INSTRUCTIONS FOR THE TASK
Copy the data from the line with "roof --shape polygon" to the line with "[[[509,518],[413,520],[394,537],[606,537],[630,536],[600,519]]]", putting "cement" in place of "concrete" and keeping every other character the same. Return only those lines.

— START —

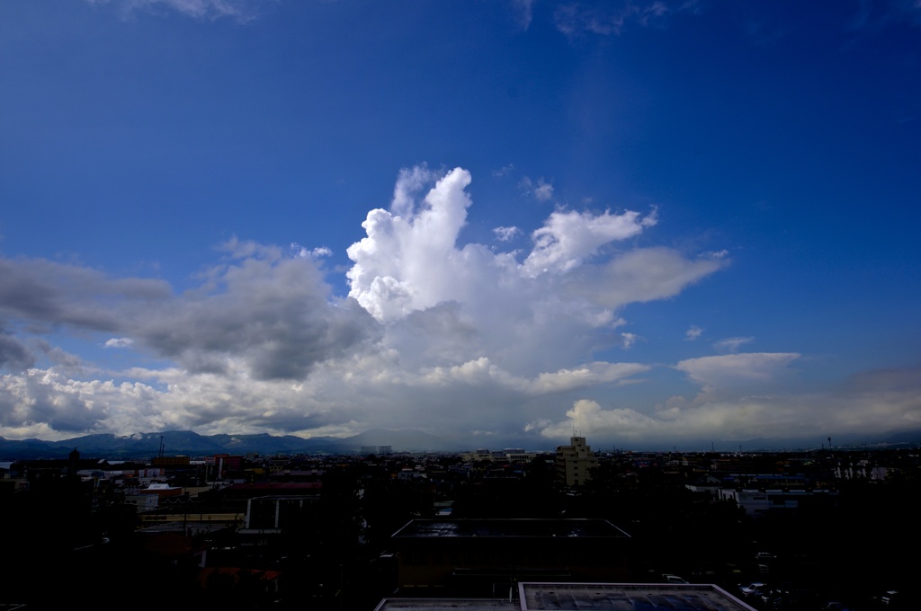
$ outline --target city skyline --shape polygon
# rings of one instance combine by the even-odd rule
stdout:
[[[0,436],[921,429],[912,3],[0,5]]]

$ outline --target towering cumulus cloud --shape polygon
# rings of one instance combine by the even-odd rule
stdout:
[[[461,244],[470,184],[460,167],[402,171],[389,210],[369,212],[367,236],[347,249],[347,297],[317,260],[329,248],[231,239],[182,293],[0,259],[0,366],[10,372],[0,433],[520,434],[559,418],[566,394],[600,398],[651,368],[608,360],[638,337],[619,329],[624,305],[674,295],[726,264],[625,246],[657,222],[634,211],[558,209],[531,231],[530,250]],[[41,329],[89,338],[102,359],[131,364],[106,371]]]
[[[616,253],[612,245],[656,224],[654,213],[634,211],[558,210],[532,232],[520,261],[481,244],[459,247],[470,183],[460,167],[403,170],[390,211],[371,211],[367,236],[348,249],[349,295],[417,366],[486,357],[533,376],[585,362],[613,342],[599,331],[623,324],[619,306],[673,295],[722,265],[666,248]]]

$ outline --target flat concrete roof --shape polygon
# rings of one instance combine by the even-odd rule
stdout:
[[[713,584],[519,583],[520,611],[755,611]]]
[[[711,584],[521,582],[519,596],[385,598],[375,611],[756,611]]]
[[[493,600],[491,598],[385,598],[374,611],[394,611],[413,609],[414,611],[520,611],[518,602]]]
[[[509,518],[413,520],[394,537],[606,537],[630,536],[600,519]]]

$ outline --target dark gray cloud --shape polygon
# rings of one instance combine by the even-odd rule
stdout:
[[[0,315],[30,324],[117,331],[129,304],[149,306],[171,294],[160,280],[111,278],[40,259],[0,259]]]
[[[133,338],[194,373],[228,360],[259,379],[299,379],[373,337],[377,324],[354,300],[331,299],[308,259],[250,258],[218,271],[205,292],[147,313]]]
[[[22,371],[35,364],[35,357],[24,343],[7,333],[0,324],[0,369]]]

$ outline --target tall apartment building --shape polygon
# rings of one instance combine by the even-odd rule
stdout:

— END —

TASK RESULT
$ outline --target flat cement roof --shape polygon
# rings of one instance combine by the even-odd rule
stdout:
[[[713,584],[519,583],[520,611],[755,611]]]
[[[711,584],[521,582],[519,596],[385,598],[375,611],[756,611]]]
[[[493,600],[491,598],[385,598],[374,611],[394,611],[413,609],[414,611],[520,611],[518,602]]]
[[[509,518],[413,520],[394,537],[606,537],[630,536],[600,519]]]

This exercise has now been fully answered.